(Part of a data file)
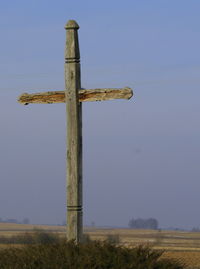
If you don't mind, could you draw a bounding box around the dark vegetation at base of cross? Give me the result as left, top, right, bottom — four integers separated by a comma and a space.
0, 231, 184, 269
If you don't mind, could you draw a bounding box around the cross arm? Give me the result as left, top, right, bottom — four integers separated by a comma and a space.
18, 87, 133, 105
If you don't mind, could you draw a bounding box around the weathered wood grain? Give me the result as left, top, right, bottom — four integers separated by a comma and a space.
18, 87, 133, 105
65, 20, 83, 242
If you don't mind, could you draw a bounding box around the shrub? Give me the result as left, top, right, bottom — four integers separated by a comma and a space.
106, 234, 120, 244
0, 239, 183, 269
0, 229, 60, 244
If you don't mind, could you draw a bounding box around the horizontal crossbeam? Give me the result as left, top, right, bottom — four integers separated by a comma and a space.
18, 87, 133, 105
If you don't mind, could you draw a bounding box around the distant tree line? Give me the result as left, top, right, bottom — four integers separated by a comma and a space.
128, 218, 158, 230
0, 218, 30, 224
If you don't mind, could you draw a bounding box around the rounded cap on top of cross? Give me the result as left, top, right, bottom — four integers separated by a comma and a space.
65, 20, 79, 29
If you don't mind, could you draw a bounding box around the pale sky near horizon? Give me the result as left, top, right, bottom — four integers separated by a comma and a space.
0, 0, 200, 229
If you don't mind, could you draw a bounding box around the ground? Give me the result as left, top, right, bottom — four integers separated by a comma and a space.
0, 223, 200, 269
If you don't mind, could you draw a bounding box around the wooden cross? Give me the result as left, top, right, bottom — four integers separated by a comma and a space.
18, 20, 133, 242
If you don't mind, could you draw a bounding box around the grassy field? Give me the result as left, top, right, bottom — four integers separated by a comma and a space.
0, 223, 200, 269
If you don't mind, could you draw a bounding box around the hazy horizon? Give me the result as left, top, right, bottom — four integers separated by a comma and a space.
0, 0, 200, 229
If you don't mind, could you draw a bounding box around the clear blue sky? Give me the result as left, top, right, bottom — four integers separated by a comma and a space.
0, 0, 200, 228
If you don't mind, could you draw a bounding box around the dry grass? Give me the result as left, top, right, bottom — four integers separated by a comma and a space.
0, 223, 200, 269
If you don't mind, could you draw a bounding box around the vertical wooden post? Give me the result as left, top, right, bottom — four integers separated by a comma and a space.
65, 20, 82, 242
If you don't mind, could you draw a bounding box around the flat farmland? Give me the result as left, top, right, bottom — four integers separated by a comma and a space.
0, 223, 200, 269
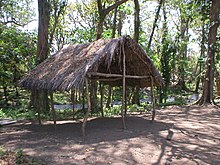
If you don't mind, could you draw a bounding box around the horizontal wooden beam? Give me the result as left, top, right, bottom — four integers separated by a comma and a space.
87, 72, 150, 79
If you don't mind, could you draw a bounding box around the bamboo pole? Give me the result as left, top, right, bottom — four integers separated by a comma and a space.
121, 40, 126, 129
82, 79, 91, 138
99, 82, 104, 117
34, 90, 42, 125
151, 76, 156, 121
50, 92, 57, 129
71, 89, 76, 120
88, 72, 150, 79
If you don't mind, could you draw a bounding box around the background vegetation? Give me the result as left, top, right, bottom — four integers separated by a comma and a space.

▸ **Task instructions**: Reproduce the data from the line with "the horizontal crossbeam?" up to and including the line with "0, 218, 30, 224", keeping the requests unchanged and scaling every bounding-box coordinate in the answers by 2.2, rounded to whole numbers with halves rounded up. Give only those lines.

▸ **Final answer**:
If you don't mind, could you draw a bounding box around the horizontal crossbeam? Give me the result as left, top, right, bottom — four integers separated by a comma and a space.
40, 191, 293, 231
If you don't mind, could you draw a bounding box around the distant tree line? Give me the result as left, top, right, bottom — four integers separated by a comma and a space.
282, 480, 348, 506
0, 480, 66, 493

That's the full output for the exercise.